### Selected excerpt

Monday, May 20, 2013

Is the Pope an intellectual?

Pope Francis when Cardinal Bergoglio at Shrine of N.S. Lujan.*


Is Pope Francis an intellectual?

I saw that question asked somewhere online.  We esteem intellectuals and academics - we give no credence to those without degrees and initials after their names.  A person has a great conversion - they write about it, get a book deal, a lecture gig, and they finish their studies and work on getting their degree(s) - as many as they can.  Well read, well documented recovering sinners can make it big on the lecture circuit, scoring book deals, even without an academic pedigree - they can take their place at the table - so long as they don't offend anyone. 

There is nothing wrong with that, BTW.  I'm not anti-intellectual - but some people are big snobs about it.  They esteem, compete and measure others based upon their academic standards and achievements.  It is a badge of superiority and status for many.

### Data section
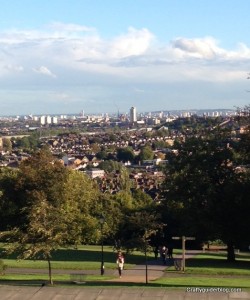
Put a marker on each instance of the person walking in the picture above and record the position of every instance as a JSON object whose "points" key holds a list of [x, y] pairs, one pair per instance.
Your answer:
{"points": [[120, 263]]}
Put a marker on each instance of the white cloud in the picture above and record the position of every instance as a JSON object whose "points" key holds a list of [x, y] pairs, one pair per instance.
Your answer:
{"points": [[135, 42], [44, 71], [81, 59]]}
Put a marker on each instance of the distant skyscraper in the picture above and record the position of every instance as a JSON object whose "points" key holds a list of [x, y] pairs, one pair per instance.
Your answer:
{"points": [[133, 117]]}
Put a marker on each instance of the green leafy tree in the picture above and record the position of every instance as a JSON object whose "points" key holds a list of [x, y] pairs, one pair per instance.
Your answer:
{"points": [[56, 208], [125, 154], [7, 145], [146, 153], [198, 190]]}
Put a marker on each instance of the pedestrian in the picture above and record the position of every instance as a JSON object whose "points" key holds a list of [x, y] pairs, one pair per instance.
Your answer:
{"points": [[156, 251], [120, 263], [170, 251], [163, 254]]}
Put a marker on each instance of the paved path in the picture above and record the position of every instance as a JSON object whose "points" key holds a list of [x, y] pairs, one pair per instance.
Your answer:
{"points": [[96, 293], [135, 275]]}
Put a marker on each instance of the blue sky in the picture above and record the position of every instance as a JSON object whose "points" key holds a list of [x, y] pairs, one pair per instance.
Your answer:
{"points": [[63, 56]]}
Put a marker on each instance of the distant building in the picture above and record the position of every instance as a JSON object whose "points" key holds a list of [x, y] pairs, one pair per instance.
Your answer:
{"points": [[54, 120], [133, 117], [42, 120], [93, 173], [48, 120]]}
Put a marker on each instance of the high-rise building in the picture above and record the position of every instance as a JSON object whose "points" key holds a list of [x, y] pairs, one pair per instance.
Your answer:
{"points": [[133, 117]]}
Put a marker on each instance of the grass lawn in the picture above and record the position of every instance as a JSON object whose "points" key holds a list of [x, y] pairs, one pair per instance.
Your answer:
{"points": [[83, 258], [203, 270], [210, 270], [216, 264]]}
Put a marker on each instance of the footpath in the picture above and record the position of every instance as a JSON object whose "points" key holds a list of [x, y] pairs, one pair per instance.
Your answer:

### Aim 1
In the post asking whether Pope Francis is an intellectual, what does the writer say academic standing is for many people?
### Aim 2
Please carry on the post about whether Pope Francis is an intellectual, picking up right after its final sentence.
The rows come from a different source than the post.

### Expected answer 1
A badge of superiority and status.

### Expected answer 2
Anyway - that is my take on the concern some have over Pope Francis.  Is he intellectual enough?  Is he liturgically traditional enough?  People say, 'So far he's very low-brow and low-church' and so on.  My goodness - the Pope is a Jesuit - of course he is brilliant, what do they want?

"This is the one whom I approve: the lowly and afflicted man who trembles at my word." - Isaiah 66: 2

Today the Holy Father speaks of prayer.  As simply as the saints speak of prayer, as simply as an old monk might speak... Not about prayer, the stages, the degrees, nor the mystical-theological dimension of it - but of pure, simple prayer - an ordinary person's prayer.

"But why this disbelief? I believe that it is [when] the heart will not open, when the heart is closed, when the heart wants to have everything under control".
The Holy Father told the story of a young child in Argentina who at only 7 years of age fell ill and was given only a few hours to live by doctors. Her father, an electrician, a "man of faith," started “acting like madmen - said the Pope - and in that state of madness “took a bus to the Marian Shrine of Lujan, 70 km away”.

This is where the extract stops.